** What the task asks **
Gather every line in the data file below that contains the word "metal".

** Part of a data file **
################

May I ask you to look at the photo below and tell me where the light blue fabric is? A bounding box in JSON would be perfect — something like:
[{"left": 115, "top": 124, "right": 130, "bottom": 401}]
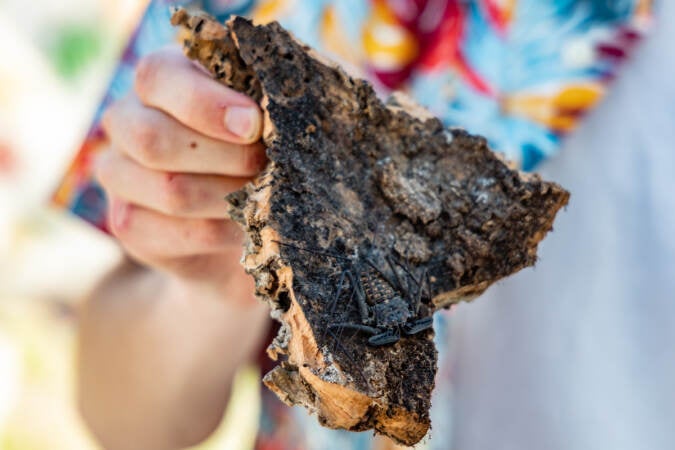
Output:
[{"left": 450, "top": 2, "right": 675, "bottom": 450}]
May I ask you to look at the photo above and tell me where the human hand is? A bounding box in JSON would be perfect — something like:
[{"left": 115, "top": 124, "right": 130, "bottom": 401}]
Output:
[{"left": 96, "top": 48, "right": 266, "bottom": 298}]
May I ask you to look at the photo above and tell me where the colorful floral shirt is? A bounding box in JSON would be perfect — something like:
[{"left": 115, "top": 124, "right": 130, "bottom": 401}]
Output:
[{"left": 55, "top": 0, "right": 652, "bottom": 450}]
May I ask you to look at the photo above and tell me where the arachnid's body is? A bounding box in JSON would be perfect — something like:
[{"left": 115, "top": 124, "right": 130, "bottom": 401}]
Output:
[{"left": 328, "top": 258, "right": 433, "bottom": 347}]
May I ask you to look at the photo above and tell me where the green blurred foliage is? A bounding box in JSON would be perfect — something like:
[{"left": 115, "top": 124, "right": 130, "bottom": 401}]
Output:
[{"left": 48, "top": 23, "right": 104, "bottom": 80}]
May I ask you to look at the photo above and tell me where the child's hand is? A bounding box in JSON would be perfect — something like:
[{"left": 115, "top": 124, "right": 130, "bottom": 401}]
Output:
[{"left": 96, "top": 48, "right": 266, "bottom": 295}]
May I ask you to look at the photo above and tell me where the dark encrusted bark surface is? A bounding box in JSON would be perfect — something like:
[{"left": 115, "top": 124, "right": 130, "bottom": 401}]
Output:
[{"left": 173, "top": 7, "right": 568, "bottom": 445}]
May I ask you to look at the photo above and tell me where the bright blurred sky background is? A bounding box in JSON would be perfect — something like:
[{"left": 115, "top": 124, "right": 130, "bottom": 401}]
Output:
[{"left": 0, "top": 0, "right": 257, "bottom": 450}]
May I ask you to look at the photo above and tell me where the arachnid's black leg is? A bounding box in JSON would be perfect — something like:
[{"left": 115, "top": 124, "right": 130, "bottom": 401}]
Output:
[
  {"left": 322, "top": 269, "right": 348, "bottom": 340},
  {"left": 424, "top": 270, "right": 433, "bottom": 301},
  {"left": 384, "top": 255, "right": 408, "bottom": 297},
  {"left": 328, "top": 330, "right": 371, "bottom": 389},
  {"left": 413, "top": 269, "right": 429, "bottom": 316},
  {"left": 272, "top": 241, "right": 349, "bottom": 261},
  {"left": 365, "top": 258, "right": 396, "bottom": 296},
  {"left": 328, "top": 322, "right": 382, "bottom": 334},
  {"left": 394, "top": 261, "right": 421, "bottom": 286},
  {"left": 368, "top": 327, "right": 401, "bottom": 347},
  {"left": 347, "top": 272, "right": 368, "bottom": 323},
  {"left": 401, "top": 316, "right": 434, "bottom": 336}
]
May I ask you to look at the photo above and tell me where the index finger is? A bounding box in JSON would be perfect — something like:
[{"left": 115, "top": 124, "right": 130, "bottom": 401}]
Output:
[{"left": 135, "top": 47, "right": 262, "bottom": 144}]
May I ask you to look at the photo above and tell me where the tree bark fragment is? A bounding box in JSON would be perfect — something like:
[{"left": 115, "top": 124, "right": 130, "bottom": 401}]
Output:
[{"left": 172, "top": 9, "right": 569, "bottom": 445}]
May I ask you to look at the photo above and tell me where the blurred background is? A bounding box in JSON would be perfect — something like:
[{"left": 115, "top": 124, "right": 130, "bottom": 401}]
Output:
[{"left": 0, "top": 0, "right": 256, "bottom": 450}]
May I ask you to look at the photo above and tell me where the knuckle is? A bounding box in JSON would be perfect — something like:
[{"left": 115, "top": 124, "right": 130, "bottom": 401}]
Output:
[
  {"left": 134, "top": 53, "right": 163, "bottom": 98},
  {"left": 163, "top": 174, "right": 191, "bottom": 215},
  {"left": 131, "top": 119, "right": 162, "bottom": 166}
]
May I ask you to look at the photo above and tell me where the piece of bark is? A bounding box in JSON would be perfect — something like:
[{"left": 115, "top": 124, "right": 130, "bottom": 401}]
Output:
[{"left": 172, "top": 10, "right": 569, "bottom": 445}]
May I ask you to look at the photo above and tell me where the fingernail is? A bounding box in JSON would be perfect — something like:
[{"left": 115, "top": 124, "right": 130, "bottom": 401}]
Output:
[{"left": 225, "top": 106, "right": 260, "bottom": 141}]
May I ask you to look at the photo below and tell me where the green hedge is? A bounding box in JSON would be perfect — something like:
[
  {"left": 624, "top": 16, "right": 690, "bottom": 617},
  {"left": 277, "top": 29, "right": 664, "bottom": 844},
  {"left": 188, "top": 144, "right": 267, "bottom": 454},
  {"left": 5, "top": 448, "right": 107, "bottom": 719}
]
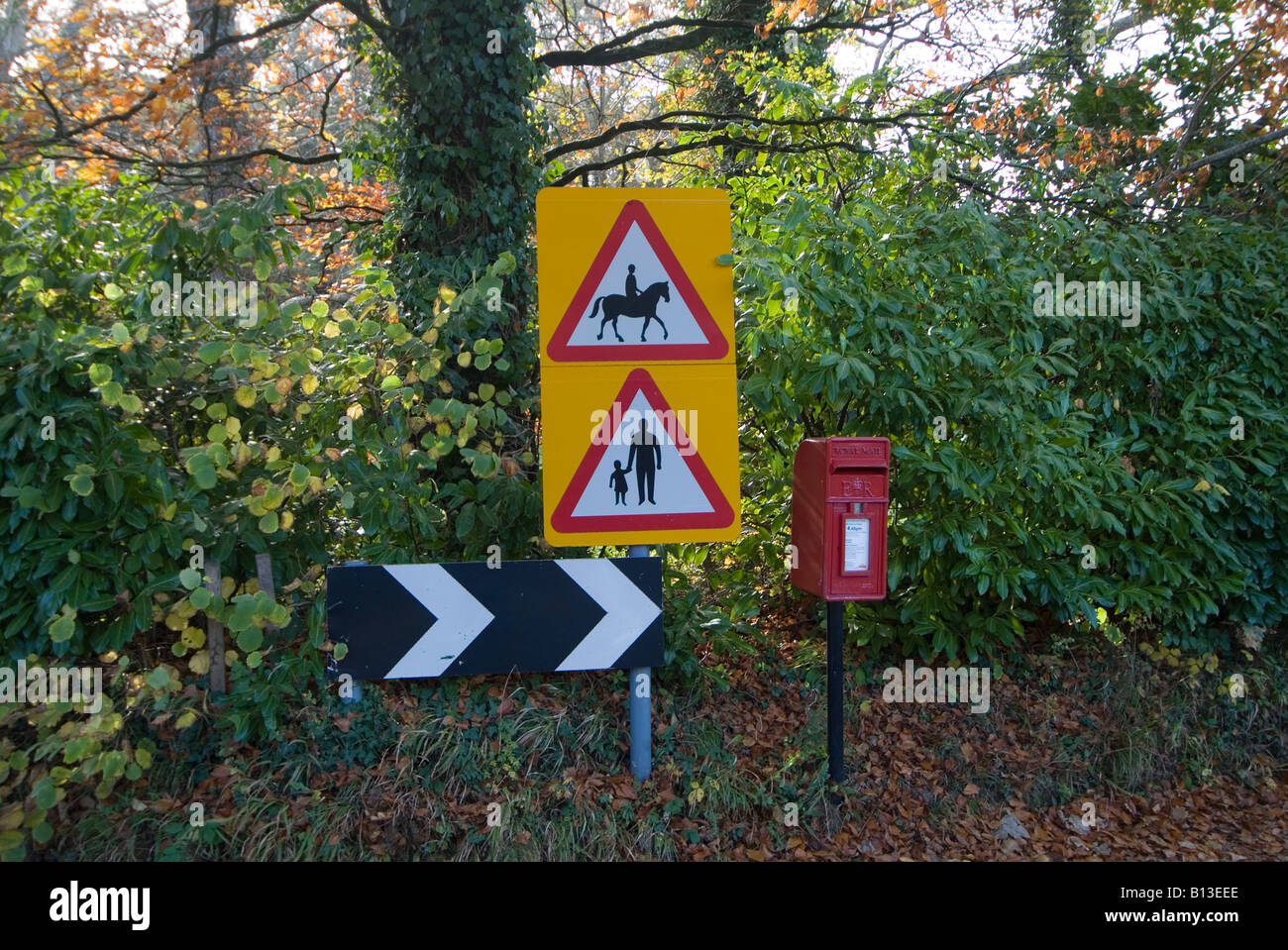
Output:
[{"left": 734, "top": 192, "right": 1288, "bottom": 658}]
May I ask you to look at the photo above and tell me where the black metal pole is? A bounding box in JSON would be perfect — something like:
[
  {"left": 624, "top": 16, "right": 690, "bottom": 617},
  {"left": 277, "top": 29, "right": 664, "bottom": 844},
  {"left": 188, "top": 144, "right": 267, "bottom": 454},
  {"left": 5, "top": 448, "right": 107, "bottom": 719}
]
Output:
[{"left": 827, "top": 601, "right": 845, "bottom": 783}]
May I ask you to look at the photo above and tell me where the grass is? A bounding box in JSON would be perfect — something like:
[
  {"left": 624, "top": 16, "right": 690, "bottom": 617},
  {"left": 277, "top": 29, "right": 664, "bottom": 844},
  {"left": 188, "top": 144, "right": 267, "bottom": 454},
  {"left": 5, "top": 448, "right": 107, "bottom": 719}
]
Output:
[{"left": 36, "top": 609, "right": 1288, "bottom": 861}]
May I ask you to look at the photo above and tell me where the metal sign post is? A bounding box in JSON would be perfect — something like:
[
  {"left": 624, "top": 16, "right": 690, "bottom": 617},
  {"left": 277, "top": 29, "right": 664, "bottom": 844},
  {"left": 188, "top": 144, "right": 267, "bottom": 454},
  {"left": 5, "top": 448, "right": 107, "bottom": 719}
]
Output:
[{"left": 626, "top": 545, "right": 653, "bottom": 782}]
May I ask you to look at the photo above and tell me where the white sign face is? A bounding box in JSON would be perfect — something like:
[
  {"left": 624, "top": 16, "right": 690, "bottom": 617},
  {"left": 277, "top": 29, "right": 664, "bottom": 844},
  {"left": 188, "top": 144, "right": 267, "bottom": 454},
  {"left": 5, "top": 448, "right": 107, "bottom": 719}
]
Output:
[
  {"left": 572, "top": 392, "right": 713, "bottom": 517},
  {"left": 568, "top": 224, "right": 711, "bottom": 347},
  {"left": 842, "top": 517, "right": 872, "bottom": 575}
]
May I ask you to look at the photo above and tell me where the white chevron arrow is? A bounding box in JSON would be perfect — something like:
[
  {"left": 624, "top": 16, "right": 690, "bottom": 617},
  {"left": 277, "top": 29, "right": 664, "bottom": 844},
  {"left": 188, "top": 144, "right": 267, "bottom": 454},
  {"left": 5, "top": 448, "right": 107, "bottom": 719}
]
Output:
[
  {"left": 383, "top": 564, "right": 492, "bottom": 680},
  {"left": 555, "top": 558, "right": 662, "bottom": 672}
]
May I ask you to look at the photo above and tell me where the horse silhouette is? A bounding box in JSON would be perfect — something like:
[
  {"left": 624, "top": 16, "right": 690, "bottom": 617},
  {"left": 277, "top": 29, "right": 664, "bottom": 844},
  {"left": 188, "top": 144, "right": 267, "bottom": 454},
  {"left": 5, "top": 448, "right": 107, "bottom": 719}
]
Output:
[{"left": 587, "top": 280, "right": 671, "bottom": 343}]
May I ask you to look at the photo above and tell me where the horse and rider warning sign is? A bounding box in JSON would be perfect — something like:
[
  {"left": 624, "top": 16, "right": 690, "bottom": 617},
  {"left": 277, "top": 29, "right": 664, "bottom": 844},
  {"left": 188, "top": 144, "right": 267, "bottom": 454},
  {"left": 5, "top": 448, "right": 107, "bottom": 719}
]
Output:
[{"left": 537, "top": 188, "right": 741, "bottom": 546}]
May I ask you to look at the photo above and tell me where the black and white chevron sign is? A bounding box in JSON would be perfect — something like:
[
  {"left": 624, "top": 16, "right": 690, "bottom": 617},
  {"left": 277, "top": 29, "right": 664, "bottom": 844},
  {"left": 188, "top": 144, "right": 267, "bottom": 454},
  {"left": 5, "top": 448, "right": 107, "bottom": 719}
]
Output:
[{"left": 326, "top": 558, "right": 662, "bottom": 680}]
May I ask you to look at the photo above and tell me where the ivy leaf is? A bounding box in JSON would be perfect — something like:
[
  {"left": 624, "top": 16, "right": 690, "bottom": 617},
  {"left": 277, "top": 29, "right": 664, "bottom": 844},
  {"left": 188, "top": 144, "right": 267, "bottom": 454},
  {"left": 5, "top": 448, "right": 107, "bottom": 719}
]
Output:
[
  {"left": 237, "top": 624, "right": 265, "bottom": 653},
  {"left": 67, "top": 473, "right": 94, "bottom": 498},
  {"left": 147, "top": 667, "right": 170, "bottom": 690}
]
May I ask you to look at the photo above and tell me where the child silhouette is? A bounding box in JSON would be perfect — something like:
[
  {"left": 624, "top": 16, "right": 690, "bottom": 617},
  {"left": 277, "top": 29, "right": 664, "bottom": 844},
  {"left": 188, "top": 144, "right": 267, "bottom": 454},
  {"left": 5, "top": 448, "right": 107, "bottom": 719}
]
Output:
[{"left": 608, "top": 463, "right": 630, "bottom": 504}]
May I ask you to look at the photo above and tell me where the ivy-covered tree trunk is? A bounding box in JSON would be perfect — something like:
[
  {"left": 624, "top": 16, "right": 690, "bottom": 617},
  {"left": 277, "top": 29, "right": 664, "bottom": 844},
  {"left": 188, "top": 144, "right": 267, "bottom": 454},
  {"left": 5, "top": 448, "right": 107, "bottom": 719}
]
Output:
[
  {"left": 366, "top": 0, "right": 541, "bottom": 558},
  {"left": 383, "top": 0, "right": 540, "bottom": 307}
]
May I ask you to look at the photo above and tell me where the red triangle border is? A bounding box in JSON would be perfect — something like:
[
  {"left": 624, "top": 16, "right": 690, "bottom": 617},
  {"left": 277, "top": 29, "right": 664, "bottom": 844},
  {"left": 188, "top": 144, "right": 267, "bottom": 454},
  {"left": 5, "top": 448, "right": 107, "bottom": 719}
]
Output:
[
  {"left": 546, "top": 198, "right": 729, "bottom": 363},
  {"left": 550, "top": 369, "right": 734, "bottom": 534}
]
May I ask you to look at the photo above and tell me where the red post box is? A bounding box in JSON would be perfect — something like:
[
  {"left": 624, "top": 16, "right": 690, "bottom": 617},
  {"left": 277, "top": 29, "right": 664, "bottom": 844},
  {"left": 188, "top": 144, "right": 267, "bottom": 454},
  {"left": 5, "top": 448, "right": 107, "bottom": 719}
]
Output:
[{"left": 791, "top": 438, "right": 890, "bottom": 601}]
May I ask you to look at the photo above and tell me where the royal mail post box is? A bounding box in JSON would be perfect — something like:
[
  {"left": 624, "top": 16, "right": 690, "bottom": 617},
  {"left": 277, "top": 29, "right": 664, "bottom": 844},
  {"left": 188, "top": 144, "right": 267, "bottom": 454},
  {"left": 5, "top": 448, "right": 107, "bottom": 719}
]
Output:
[{"left": 791, "top": 438, "right": 890, "bottom": 600}]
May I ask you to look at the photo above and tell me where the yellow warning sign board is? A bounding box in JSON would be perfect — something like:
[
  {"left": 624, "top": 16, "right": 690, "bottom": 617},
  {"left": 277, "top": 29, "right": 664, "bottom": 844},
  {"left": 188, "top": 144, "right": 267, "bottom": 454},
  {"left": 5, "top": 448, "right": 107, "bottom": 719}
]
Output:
[
  {"left": 537, "top": 188, "right": 741, "bottom": 546},
  {"left": 541, "top": 365, "right": 741, "bottom": 546},
  {"left": 537, "top": 188, "right": 734, "bottom": 365}
]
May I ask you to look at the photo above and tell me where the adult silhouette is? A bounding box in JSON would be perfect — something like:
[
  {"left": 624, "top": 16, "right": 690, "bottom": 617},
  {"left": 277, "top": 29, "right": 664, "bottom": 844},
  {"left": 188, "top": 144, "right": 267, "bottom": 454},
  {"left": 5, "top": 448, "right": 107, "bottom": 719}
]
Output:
[{"left": 626, "top": 421, "right": 662, "bottom": 504}]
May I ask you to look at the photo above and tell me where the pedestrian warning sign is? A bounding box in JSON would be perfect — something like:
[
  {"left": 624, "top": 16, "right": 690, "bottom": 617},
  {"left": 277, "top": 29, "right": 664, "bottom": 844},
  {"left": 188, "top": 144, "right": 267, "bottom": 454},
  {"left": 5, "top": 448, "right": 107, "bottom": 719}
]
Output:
[
  {"left": 537, "top": 188, "right": 742, "bottom": 546},
  {"left": 551, "top": 369, "right": 734, "bottom": 533}
]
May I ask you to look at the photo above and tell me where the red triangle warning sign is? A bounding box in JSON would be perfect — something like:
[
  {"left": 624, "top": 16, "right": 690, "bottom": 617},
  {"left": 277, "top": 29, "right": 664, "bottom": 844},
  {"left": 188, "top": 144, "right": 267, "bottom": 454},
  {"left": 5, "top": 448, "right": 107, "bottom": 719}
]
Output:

################

** Exercise response **
May I ask you to look at the photo above and tell me where the black metal pole is? A bounding box in JSON would be perfect — something like:
May I ask you to look at the photo above and tell me where the metal sign post is? A bounding box in JSON would be perfect — something like:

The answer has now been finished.